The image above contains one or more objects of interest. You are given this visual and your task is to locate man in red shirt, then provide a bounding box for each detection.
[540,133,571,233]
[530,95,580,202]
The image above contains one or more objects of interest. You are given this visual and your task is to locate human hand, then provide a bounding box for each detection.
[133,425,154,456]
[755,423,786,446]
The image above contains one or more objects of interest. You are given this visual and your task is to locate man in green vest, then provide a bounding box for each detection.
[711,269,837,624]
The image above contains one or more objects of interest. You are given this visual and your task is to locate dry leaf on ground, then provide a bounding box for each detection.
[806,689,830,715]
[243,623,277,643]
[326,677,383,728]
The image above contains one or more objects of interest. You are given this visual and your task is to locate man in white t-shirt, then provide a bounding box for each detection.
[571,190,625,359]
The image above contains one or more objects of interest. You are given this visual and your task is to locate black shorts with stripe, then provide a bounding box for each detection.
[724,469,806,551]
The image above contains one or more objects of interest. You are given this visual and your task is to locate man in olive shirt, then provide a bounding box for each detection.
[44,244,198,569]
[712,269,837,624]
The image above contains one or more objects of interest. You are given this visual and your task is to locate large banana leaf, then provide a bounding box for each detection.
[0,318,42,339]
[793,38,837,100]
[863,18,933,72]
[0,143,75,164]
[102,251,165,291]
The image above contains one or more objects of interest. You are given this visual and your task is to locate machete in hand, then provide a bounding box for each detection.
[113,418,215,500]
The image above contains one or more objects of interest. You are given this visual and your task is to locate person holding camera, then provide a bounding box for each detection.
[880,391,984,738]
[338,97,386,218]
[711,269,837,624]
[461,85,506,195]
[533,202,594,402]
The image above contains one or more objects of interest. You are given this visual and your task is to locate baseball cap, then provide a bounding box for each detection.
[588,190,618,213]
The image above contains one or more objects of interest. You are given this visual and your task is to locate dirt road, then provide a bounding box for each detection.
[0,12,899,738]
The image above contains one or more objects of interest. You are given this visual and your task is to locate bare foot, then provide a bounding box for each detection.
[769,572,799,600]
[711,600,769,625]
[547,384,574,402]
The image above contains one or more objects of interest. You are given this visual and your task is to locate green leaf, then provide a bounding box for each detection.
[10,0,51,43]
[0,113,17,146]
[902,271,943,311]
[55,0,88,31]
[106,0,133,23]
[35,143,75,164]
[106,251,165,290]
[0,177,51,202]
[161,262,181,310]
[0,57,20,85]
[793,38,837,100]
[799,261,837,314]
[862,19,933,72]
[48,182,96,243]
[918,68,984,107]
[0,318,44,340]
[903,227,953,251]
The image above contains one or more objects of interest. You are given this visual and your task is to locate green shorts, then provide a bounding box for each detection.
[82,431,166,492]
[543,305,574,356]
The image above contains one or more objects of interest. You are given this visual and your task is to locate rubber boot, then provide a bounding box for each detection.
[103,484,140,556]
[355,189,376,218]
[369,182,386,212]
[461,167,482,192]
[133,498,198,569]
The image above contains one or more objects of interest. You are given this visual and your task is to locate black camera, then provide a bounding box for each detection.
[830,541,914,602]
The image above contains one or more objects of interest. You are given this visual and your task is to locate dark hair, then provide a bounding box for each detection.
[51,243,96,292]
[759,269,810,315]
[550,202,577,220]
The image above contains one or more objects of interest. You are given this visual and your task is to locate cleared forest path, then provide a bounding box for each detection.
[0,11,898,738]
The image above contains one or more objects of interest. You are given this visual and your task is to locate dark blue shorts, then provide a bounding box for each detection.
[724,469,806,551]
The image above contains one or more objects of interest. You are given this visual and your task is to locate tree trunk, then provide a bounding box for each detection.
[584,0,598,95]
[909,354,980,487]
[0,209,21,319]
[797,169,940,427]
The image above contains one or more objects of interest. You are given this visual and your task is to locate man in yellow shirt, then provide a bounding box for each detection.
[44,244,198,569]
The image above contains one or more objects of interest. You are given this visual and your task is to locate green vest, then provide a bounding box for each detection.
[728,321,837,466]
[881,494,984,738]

• • •

DIRECTIONS: Copy the rows again, requests and all, from the one containing "locate green vest, then" through the end of the rows, and shift every box coordinate in the answers by -74.

THE RESULT:
The image above contains one or more objects of interest. You are given this visual and your task is to locate green vest, then provide a bounding box for each detection.
[654,247,763,392]
[807,420,910,664]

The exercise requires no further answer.